(Dataset items)
____

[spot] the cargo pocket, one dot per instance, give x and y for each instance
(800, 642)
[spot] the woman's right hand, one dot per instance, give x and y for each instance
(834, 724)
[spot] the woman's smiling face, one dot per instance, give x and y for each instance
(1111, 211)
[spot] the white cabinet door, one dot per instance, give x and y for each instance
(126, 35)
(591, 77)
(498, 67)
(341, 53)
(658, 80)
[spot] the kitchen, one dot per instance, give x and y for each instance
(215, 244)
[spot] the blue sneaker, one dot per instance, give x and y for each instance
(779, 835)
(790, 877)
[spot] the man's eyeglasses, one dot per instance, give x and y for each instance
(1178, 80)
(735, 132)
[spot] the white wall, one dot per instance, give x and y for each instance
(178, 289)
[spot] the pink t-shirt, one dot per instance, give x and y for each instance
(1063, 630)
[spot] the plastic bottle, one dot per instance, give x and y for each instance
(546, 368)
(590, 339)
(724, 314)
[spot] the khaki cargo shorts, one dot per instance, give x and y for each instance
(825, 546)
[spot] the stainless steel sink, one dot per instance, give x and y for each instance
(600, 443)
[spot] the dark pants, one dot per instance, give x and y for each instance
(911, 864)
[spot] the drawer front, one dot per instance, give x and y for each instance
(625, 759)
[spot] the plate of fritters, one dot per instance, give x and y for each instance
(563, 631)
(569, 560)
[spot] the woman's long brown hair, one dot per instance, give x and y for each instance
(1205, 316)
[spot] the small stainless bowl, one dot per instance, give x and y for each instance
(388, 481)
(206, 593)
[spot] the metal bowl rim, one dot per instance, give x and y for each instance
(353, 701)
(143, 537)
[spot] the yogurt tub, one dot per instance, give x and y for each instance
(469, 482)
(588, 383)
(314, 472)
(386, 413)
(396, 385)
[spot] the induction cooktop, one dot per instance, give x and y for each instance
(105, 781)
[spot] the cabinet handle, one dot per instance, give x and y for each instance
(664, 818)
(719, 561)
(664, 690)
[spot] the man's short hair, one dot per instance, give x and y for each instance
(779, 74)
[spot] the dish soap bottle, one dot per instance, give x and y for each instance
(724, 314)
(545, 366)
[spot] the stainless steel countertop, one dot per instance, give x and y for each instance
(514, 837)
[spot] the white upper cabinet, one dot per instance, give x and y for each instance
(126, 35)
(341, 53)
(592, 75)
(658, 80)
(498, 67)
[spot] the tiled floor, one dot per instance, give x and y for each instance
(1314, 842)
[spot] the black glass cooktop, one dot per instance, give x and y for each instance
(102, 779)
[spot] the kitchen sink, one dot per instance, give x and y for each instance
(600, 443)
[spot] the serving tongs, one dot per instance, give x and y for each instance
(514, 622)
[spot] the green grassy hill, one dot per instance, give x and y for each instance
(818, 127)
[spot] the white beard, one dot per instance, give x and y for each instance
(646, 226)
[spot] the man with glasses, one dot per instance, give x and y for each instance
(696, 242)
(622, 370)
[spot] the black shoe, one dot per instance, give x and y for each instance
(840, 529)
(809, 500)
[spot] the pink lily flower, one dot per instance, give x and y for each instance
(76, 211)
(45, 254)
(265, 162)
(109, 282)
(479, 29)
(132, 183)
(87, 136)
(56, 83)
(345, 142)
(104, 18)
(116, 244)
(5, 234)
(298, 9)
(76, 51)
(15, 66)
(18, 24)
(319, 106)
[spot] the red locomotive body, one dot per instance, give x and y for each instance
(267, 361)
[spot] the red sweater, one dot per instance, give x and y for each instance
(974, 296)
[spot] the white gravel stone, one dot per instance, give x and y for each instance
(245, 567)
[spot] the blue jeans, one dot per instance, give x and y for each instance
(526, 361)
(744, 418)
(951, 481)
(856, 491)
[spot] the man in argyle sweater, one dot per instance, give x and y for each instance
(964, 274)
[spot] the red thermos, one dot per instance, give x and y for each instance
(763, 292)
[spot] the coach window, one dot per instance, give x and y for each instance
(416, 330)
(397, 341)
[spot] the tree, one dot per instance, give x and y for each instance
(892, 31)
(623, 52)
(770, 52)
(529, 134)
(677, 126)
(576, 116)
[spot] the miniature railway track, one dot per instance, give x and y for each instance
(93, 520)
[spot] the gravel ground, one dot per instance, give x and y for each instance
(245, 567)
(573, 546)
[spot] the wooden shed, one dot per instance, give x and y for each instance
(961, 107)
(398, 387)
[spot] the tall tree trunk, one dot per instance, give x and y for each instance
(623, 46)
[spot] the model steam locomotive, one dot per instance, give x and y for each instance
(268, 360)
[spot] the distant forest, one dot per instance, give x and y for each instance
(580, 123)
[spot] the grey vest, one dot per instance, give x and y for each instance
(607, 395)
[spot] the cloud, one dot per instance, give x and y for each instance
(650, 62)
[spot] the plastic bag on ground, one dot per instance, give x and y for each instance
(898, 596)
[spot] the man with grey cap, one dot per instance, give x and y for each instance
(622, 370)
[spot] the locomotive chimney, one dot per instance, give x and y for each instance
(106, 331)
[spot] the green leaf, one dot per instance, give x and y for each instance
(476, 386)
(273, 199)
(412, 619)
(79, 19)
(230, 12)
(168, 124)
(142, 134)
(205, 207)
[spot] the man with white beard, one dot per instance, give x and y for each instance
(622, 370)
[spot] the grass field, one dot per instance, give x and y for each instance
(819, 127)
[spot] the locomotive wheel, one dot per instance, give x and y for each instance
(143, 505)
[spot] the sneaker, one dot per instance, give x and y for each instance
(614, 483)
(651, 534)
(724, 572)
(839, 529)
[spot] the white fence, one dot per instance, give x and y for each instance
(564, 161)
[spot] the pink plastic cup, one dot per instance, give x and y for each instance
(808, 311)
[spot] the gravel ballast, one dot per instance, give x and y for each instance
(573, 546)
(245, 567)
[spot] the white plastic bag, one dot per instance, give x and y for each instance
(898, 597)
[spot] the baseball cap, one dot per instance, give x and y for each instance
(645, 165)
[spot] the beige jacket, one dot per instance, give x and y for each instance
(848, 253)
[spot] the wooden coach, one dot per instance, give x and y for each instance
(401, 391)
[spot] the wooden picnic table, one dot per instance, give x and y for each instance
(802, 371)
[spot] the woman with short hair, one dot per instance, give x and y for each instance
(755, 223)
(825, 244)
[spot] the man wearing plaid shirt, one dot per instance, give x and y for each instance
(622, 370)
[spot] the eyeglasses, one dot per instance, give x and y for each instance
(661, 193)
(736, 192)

____

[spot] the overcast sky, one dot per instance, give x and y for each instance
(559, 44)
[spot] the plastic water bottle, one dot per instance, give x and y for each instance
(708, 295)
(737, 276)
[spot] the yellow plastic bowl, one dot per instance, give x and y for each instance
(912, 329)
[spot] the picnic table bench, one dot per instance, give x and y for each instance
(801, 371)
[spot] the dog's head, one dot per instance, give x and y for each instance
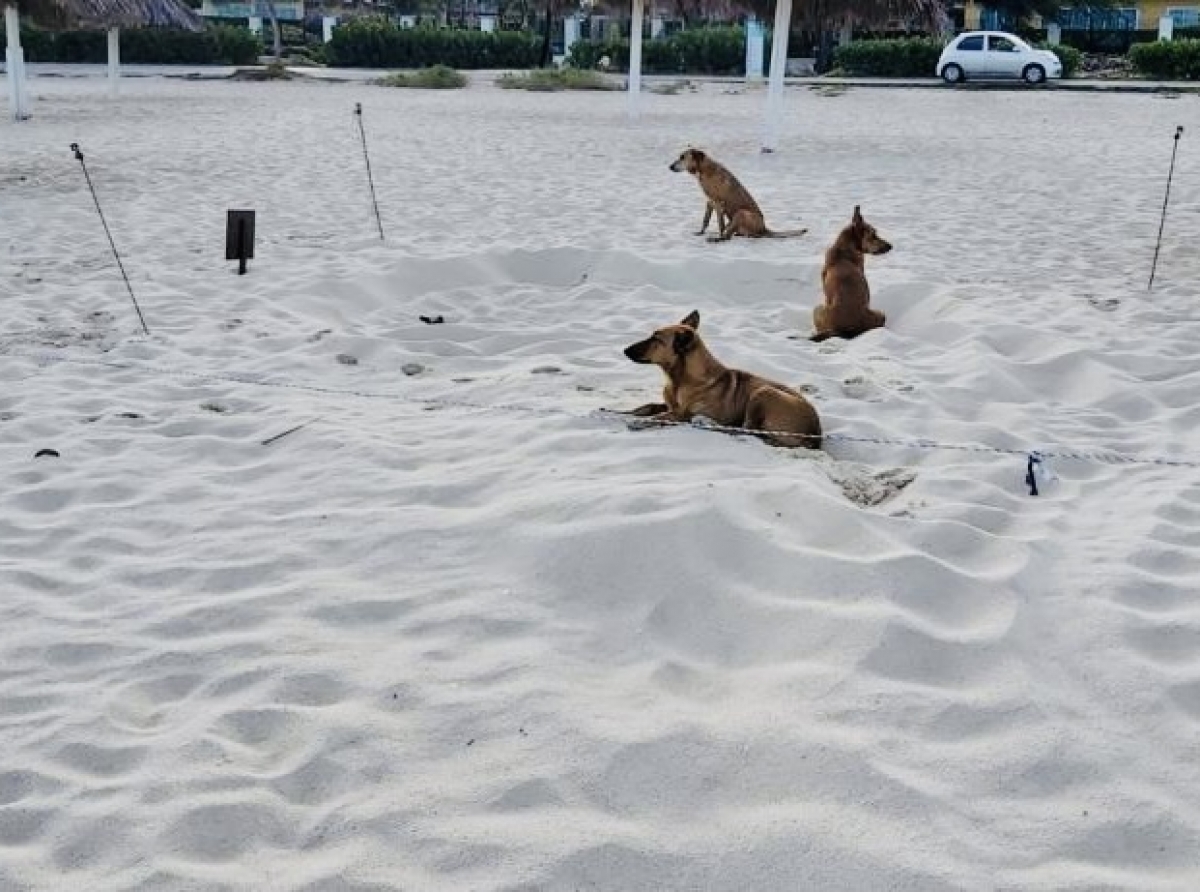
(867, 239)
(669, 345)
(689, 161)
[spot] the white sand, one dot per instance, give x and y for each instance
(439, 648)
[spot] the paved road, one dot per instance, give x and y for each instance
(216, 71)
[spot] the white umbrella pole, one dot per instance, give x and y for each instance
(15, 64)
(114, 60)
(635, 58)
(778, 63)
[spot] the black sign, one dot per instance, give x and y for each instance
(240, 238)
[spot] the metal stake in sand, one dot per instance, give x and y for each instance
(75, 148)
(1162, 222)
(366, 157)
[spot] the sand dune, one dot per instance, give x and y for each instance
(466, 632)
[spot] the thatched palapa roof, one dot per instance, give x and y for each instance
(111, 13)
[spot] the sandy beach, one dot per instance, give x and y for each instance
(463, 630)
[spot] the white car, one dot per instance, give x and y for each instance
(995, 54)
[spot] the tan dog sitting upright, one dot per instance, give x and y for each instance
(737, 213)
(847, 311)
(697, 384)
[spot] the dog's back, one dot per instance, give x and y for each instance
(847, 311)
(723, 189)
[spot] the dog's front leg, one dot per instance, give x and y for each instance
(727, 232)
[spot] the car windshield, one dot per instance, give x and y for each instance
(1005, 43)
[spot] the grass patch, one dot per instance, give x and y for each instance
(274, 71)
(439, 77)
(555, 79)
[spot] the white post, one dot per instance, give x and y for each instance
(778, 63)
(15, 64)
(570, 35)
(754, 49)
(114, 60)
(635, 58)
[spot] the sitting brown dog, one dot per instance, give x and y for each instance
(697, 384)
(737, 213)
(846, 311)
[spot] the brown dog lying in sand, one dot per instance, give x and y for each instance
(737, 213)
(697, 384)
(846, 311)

____

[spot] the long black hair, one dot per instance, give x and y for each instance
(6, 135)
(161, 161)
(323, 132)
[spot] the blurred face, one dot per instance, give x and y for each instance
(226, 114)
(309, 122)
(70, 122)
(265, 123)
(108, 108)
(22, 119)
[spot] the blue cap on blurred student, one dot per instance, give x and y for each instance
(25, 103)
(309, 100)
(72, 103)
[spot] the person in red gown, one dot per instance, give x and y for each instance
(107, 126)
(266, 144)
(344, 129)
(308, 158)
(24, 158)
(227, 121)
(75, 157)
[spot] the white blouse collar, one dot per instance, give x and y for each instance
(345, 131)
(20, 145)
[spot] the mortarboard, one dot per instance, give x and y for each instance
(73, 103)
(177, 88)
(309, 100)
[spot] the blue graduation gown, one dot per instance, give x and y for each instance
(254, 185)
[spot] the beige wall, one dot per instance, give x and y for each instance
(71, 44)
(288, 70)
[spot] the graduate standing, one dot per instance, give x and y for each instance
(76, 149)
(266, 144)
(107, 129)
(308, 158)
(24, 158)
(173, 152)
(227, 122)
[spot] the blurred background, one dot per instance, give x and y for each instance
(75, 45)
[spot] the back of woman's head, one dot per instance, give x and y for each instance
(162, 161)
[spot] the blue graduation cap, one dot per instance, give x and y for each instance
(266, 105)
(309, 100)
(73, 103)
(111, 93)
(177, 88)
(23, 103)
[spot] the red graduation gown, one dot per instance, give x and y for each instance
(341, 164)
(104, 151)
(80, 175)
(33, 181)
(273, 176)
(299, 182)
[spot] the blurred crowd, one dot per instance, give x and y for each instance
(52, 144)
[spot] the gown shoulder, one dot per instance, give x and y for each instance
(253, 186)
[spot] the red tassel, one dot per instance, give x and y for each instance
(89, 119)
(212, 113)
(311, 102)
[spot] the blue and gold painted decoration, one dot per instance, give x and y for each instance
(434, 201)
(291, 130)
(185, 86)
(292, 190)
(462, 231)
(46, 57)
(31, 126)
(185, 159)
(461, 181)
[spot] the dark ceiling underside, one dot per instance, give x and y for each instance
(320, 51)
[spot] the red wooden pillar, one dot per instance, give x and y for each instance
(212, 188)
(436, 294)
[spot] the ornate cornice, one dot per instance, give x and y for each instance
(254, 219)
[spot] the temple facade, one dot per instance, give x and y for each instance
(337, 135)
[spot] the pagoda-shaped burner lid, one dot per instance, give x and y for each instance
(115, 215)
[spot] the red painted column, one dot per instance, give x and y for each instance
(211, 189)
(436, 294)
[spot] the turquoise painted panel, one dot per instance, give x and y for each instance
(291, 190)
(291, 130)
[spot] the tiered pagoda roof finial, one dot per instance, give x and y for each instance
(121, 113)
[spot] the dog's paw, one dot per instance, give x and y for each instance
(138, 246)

____

Rescale the lines from the one containing "[spot] the cargo" through the one containing "(1063, 630)", both included, and give back only those lines, requests too. Multiply every answer coordinate by 1.9 and round each result to a whole number, with halves rounded up.

> _Answer in full_
[spot] the cargo pocket, one dot per instance, give x and y for each instance
(1520, 1220)
[spot] the woman's right hand, one dot per instance, give x and y for each instance
(1585, 1376)
[spot] the woman's smiling face, one dot per instance, give x and y for each instance
(2111, 401)
[spot] the white cabinet door, one dot per instance, give x and y for each instance
(239, 67)
(1123, 146)
(946, 127)
(648, 101)
(1250, 152)
[spot] the kitchen, one dot per instance, give x and y for each instance
(409, 464)
[spot] the blue sneaker, one dot per instance, give x and y for each instance
(1480, 1587)
(1501, 1666)
[spot] the man's eyeglasses, one dot per instance, give x and y for each instance
(2238, 152)
(1397, 251)
[spot] the white wall, one dot per instance, give x and y for each instance
(338, 549)
[spot] the pink t-shirt, one dot per instance, give x and y for each instance
(2020, 1197)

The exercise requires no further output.